▶ [Given problem] Copy the material below with "snow-covered bud" replaced by "frosted bud" everywhere and everything else left unchanged, and leave the pictures out.

▶ [Recorded information]
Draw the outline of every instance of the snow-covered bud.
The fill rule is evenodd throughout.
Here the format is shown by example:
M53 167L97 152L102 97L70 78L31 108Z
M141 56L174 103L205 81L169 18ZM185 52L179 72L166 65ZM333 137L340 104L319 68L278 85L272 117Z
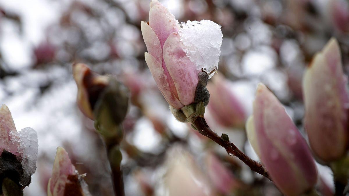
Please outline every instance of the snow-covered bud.
M20 187L28 186L36 168L36 132L30 127L17 132L5 105L0 107L0 182L8 178Z
M169 151L165 163L162 195L171 196L213 196L208 181L192 156L182 148Z
M149 23L141 23L146 61L165 99L180 109L198 102L194 98L199 74L210 74L218 68L221 27L207 20L179 24L157 0L150 7Z
M85 115L94 120L95 105L109 82L109 78L92 71L87 65L81 63L73 65L73 74L77 86L78 106Z
M90 196L87 185L77 173L63 148L57 148L52 176L49 181L48 196Z
M349 97L338 42L331 39L304 74L305 130L316 156L325 162L344 155L348 147Z
M215 76L207 85L210 103L207 106L215 121L224 127L243 127L246 114L241 103L221 76Z
M306 142L285 108L264 85L258 85L247 137L273 182L287 196L312 190L318 179Z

▶ [Response to the task]
Draw the outline of every instance of the frosted bud.
The fill rule is evenodd throughout.
Here the format is shown by example:
M53 167L97 152L102 97L70 78L31 108Z
M141 56L174 103L205 81L169 18ZM185 52L179 72L166 65ZM333 137L340 104L319 68L278 85L272 117Z
Please outline every instance of the frosted bud.
M20 187L28 186L36 168L36 132L30 127L17 132L5 105L0 107L0 182L8 178Z
M169 151L165 163L162 195L171 196L213 196L208 181L192 156L182 148Z
M149 23L141 23L146 61L165 99L180 109L198 102L194 98L199 74L210 74L218 68L221 27L207 20L179 24L157 0L150 7Z
M85 115L94 120L95 105L109 82L109 78L92 71L87 65L81 63L73 65L73 74L77 86L78 106Z
M90 196L87 185L77 173L63 148L57 148L52 176L49 181L48 196Z
M349 97L338 42L331 39L304 74L305 130L316 156L325 162L344 155L348 147Z
M215 76L207 85L210 103L207 106L215 121L224 127L243 127L246 114L241 103L221 76Z
M306 142L285 108L264 85L258 85L247 137L273 182L287 196L312 190L318 179Z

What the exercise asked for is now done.